Source text:
##############################
I said that I would write a little bit more about Chris and his funeral, but I have been putting this off because I don't quite know what to say. I want to adequately describe how wonderful Chris was and how touching his funeral was, but I know that I won't be able to do it as well as I want to. However, I am going to try.
I think it was Chris' sister Stephanie that said during his funeral that there were no parts of his life that they had to "skip over" when talking about him because there was nothing that he would have been ashamed of. He was that good of a person. I was honored to be able to be by my sister's side for a week after she lost her husband and I learned alot about not only Chris, but Jennifer, as well as their marriage as everyone prepared their talks about Chris and as we talked about memories of him. I think it is appropriate that we laughed at least as often as we cried. I think Chris would be pleased to know that. One thing that I thought was funny is that as his sisters were reading through his journals to prepare for the life sketch, one of them came across a passage and said "Oh my gosh! I think this is the meanest thing I have ever heard Chris say!" What was it? He had written that he "disliked" someone. I think that is very telling of Chris and his character.
Chris was so amazing that he was honored on this big sign in town. There was a middle screen too that flashed his picture, but we were unable to get a good picture of it.
There were so many people who came and offered support and help. My cousin Cortney did all the display tables for the viewings and my cousin Che'Lyn made an awesome video of Chris' life. The video was particularly touching because Becky, Chris' sister, had tapes that they had sent back and forth to each other when they were on their missions at the same time, so Che' was able to use voice clips during parts of the video. As you remember, Chris had been unable to speak fully for quite some time, so being able to hear his voice and especially hearing him bear his testimony was amazing.
Sadie is Chris' pride and joy. He wanted nothing more in life than to be a father and he loved this little girl so much. I am sure that he will be looking out for her and helping her throughout her life from the other side. She is definitely Chris' child! She looks just like her daddy.
Sadie doesn't know quite what to think of her cousin Hallie yet. So far she is pretty calm compared to Halls, but you never know if she will get some of her dad's "wild" personality. No, Chris was actually very calm in demeanor as well as an adult, but apparently he was kind of a funny little boy. My favorite story of his childhood is that once he was so mad at his two older sisters, that he went and got the biggest rock he could find, determined to throw it at them. It was so big he could barely pick it up, yet he managed and then chucked it as hard as he could. Well, it came landing straight back down onto his own head! I am sure he was just that much more upset after that. Poor kid.
##############################
Source information:
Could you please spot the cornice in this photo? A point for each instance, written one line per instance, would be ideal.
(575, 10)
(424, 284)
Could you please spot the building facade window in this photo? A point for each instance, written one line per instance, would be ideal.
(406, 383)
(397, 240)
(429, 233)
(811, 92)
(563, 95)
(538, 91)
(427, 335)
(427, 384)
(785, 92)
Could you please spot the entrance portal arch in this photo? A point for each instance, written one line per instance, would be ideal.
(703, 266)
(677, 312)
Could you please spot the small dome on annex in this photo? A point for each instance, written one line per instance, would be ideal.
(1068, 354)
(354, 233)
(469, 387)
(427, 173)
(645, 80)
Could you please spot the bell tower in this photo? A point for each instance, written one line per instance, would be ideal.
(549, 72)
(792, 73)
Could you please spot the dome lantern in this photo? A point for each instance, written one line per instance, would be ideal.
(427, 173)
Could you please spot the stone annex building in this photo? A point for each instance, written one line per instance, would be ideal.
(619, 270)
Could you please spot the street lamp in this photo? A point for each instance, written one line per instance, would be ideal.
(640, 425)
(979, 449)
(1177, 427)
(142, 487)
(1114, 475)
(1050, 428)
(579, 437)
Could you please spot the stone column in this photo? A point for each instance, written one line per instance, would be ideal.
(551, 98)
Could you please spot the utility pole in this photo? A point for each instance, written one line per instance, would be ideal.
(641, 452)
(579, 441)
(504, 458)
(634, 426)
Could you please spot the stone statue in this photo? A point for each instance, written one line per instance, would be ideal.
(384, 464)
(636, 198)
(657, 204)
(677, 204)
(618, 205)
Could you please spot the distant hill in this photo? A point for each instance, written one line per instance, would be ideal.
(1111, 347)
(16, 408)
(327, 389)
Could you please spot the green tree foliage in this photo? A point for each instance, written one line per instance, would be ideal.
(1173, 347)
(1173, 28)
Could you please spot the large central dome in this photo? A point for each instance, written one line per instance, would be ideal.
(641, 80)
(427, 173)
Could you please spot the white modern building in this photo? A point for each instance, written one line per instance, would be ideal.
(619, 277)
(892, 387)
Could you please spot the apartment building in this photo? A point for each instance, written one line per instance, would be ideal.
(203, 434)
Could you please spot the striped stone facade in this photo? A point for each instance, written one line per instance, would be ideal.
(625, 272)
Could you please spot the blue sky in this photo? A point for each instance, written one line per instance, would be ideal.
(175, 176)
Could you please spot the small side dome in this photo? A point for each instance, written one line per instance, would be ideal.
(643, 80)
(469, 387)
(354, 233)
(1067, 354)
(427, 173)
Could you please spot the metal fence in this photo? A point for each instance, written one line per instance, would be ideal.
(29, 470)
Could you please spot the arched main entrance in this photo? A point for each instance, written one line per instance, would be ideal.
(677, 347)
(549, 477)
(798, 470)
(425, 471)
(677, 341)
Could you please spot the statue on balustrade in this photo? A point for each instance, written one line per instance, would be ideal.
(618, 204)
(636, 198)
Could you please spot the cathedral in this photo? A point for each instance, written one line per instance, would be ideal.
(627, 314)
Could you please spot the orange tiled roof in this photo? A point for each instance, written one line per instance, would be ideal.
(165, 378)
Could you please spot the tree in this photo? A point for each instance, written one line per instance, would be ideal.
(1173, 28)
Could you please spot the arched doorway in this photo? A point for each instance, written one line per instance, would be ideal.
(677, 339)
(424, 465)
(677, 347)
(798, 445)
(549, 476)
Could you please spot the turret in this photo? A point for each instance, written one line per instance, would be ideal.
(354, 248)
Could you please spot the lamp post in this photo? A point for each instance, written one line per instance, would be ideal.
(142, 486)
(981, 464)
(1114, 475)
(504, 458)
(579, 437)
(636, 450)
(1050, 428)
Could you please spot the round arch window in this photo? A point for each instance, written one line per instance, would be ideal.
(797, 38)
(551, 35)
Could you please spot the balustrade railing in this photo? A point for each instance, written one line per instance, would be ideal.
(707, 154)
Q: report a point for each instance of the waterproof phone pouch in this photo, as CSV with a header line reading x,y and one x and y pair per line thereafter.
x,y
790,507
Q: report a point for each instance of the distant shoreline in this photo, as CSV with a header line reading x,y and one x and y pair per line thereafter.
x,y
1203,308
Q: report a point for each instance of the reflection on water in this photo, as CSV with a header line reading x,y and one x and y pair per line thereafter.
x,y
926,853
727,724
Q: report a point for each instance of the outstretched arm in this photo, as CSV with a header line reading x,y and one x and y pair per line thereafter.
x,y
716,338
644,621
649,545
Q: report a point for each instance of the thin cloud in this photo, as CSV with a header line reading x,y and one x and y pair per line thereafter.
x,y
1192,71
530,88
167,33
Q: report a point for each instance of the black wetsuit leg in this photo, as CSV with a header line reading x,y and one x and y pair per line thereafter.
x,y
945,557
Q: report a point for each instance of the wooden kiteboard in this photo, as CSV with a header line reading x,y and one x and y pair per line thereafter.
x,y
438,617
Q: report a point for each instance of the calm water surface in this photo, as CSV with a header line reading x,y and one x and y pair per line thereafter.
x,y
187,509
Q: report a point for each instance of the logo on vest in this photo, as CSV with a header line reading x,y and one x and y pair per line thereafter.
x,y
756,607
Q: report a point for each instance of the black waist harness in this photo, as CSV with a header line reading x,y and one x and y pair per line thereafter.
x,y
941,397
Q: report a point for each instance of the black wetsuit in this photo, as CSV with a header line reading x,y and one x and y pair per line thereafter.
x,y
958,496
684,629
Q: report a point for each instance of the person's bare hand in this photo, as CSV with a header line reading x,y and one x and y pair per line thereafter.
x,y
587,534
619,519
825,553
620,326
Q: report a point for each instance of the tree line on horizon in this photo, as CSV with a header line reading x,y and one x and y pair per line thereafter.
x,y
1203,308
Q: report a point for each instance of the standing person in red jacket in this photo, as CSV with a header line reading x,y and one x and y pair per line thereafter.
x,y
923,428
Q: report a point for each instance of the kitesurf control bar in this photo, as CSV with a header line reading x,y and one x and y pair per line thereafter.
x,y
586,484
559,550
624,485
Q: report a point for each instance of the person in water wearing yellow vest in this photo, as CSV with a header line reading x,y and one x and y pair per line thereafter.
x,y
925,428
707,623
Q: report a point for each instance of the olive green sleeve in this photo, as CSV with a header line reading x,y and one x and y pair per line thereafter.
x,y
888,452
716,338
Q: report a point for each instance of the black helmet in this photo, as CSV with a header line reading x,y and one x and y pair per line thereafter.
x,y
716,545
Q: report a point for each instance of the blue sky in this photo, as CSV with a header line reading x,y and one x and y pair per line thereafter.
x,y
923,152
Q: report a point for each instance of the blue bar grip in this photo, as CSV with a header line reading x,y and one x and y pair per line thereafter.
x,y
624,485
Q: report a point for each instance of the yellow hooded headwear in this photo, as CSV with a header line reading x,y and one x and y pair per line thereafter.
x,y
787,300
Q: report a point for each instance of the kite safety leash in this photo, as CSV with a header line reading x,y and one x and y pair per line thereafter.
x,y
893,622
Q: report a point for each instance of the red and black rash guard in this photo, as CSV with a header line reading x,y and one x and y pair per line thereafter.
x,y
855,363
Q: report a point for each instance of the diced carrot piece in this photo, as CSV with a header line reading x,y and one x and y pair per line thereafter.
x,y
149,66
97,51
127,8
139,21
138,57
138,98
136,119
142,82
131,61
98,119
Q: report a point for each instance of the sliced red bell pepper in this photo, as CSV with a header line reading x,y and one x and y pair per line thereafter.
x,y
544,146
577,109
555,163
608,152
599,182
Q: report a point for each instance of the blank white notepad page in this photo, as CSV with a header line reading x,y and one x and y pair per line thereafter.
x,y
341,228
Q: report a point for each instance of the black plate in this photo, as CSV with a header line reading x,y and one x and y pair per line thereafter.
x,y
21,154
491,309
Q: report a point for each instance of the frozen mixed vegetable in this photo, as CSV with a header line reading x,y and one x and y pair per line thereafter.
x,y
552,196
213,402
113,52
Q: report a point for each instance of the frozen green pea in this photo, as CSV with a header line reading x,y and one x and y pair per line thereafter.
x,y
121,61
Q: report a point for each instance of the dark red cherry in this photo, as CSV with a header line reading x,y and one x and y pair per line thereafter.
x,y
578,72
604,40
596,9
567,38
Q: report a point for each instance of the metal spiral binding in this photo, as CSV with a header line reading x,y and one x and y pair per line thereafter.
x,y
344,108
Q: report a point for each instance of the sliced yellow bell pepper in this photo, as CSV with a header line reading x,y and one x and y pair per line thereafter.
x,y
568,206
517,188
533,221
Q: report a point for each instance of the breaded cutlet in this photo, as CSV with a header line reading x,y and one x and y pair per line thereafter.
##############################
Problems and tasks:
**1.** Translate this sentence from the post about Chris and his funeral into Spanish: "I think it is appropriate that we laughed at least as often as we cried."
**2.** Write a continuation of the post about Chris and his funeral, picking up after its final sentence.
The records are separate material, unrelated to the post about Chris and his funeral.

Results of the tasks:
**1.** Creo que es apropiado que nos riéramos al menos tantas veces como lloramos.

**2.**
The actual funeral service was one of the sweetest that I have ever been to. The message that was shared was not only of Chris' life and the courage and strength that he had, but his testimony. It was powerful. His journals were key in helping construct such wonderful thoughts about him. His testimony was shared in his own words and his dad spoke of the Plan of Salvation and how we have hope because we know that we will see and be with Chris again. I love this. I can't imagine believing otherwise. I can see a difference in the way that we handle death as people who understand this plan and others who believe that that death is the permanent separation of loved ones. That is devestation right there. I was so proud of my sister and the way she has handled everything, because despite the difficulty of the situation, she has at peace and has handled everything so well because she has the reassurance that since she was sealed to Chris in the temple, that she will be with him for eternity. There is no greater assurance than that and I am so happy that we have that comforting knowledge.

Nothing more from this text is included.